++++ ФРАГМЕНТ ДОКУМЕНТА ++++

Это светлое имя - Пушкин
Опубликовано в журнале Октябрь, номер 6, 1996
Вадим ПЕРЕЛЬМУТЕР
Потаенная
полемика
Не умею обозначить точнее: не просто противоречие, но оксюморон, сочетание несочетаемого. Ведь полемика по определению есть нечто открытое, взывающее к сочувствию и соучастию публики, к ее поддержке и своего рода голосованию за того из спорщиков, чьи доводы связней, логичней, убедительней, если не являются, то хотя бы выглядят таковыми. Иное поведение полемиста представляется по меньшей мере странным. Впрочем, надобно быть готовым к любого вида странностям, когда речь заходит о Пушкине. Нигде так часто, как в пушкинистике, не преступается граница меж мыслью и домыслом, меж догадкой и доказательством — «дьявольская разница», говаривал поэт.
Кстати, используя подходящий, на мой взгляд, случай, хочу предложить к употреблению такое понятие, как «презумпция гипотезы». Все просто: если выводимая на читательский суд гипотеза не противоречит ни одному из известных фактов и в последовательном изложении ни одного из них не игнорирует, она имеет право на существование, автор ее вполне может ограничиться повествованием — «бремя доказательств» ложится на того, кто примется за опровержение.
20 марта 1924 года в Венеции Владислав Ходасевич написал стихотворение «Романс»:
В голубом эфира поле
Ходит Веспер золотой.
Старый дож плывет в гондоле
С догарессой молодой.
Догаресса молодая
На супруга не глядит,
Белой грудью не вздыхая,
Ничего не говорит.
Тяжко долгое молчанье.
Но, осмелясь наконец,
Про высокое преданье
Запевает им певец.
И под Тассову октаву
Старец сызнова живет,
И супругу он по праву
Томно за руку берет.
Но супруга молодая
В море дальнее глядит.
Не ропща и не вздыхая,
Ничего не говорит.
Охлаждаясь поневоле,
Дож поникнул головой.
Ночь тиха. В небесном поле
Ходит Веспер золотой.
С Лидо теплый ветер дует,
И замолкшему певцу
Повелитель указует
Возвращаться ко дворцу.
Примечание автора: «Окончание пушкинского наброска. Первые пять стихов написаны Пушкиным в 1822 году».

++++

◆ ОПИСАНИЕ ЗАДАНИЯ: Продолжите приведенную выше статью о Пушкине, начав сразу после примечания автора к стихотворению «Романс».

++++ ПЕРЕЧЕНЬ ЗАПИСЕЙ ++++

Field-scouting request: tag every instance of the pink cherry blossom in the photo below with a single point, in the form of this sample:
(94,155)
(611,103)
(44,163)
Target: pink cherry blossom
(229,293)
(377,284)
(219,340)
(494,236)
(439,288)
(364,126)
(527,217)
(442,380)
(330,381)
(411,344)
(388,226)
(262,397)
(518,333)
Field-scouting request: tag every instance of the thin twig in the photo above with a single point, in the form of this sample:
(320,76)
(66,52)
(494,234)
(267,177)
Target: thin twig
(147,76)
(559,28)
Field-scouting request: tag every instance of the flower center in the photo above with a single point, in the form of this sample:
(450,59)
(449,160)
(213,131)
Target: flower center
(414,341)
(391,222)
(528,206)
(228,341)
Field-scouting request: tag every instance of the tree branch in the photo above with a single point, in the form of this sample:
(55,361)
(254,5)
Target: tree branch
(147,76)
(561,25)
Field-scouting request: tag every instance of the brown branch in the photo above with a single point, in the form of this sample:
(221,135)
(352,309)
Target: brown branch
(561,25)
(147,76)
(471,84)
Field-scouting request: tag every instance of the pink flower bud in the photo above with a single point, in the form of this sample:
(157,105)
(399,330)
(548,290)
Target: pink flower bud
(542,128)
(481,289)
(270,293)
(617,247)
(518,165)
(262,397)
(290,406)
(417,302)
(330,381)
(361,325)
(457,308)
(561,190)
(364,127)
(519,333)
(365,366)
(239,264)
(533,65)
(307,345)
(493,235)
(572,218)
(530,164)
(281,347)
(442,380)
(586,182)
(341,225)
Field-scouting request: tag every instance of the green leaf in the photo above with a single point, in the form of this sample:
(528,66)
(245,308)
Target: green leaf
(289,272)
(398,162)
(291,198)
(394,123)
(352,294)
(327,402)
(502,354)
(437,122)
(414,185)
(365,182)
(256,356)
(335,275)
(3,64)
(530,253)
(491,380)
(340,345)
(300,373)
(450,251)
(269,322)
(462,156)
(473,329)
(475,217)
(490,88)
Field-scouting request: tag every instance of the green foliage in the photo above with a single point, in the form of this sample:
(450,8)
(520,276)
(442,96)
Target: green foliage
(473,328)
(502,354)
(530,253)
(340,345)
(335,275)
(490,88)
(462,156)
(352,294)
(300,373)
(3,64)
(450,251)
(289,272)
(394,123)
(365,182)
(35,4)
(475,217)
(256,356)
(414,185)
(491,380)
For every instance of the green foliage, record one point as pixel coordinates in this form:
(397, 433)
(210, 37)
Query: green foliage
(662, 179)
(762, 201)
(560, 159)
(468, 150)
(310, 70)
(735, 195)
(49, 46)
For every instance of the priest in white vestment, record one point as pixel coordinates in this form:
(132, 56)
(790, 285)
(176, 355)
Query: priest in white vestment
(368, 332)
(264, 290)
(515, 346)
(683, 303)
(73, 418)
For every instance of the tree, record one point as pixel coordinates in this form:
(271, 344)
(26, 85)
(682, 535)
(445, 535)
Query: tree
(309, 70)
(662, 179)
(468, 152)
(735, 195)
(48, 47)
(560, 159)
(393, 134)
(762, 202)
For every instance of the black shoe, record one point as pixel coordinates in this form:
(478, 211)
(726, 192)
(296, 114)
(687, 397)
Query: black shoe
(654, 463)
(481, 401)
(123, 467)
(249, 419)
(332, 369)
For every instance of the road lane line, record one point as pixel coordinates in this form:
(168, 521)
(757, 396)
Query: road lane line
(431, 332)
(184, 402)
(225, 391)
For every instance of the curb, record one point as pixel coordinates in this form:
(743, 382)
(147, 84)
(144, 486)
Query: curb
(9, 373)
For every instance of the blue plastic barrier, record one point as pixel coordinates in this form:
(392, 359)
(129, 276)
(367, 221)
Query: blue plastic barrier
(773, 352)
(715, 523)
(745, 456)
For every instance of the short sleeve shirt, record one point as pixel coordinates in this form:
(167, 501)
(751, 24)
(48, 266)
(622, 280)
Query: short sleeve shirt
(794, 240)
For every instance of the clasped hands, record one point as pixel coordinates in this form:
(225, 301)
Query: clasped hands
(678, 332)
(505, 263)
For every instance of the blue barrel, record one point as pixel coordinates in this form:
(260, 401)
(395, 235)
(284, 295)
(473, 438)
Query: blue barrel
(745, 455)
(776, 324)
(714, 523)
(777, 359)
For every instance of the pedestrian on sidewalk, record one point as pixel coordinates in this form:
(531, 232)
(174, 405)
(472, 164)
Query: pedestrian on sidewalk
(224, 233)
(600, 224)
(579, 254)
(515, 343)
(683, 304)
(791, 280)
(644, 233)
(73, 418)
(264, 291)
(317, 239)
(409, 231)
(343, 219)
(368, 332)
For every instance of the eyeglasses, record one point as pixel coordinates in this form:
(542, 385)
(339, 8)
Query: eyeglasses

++++

◆ ОТВЕТ НА ЗАДАНИЕ:
Осмотрительно строгий пушкинист Ходасевич скептически относился к «дописываниям» Пушкина, вернее — за Пушкина,- незавершенных его вещей. Пять лет спустя на опыт «реконструкции» Модестом Гофманом «недостающих» страниц «Египетских ночей» он откликнется убийственным фельетоном «Сказки Гофмана». Да и прежде попытки такого рода, предпринятые коллегами, мягко говоря, не удостаивались его одобрения. И сам — ни до, ни после — ничего подобного не делал. Вероятно, должно было произойти нечто необычное, резко впечатляющее, чтобы он взялся за пушкинский набросок, «окончил» его — и тут же напечатал стихотворение, причем дважды: в парижской газете Павла Милюкова «Последние новости» и в московском журнале Исая Лежнева «Россия». И тем самым явно подставился под критику — «блюстителей Пушкина» всегда хватало.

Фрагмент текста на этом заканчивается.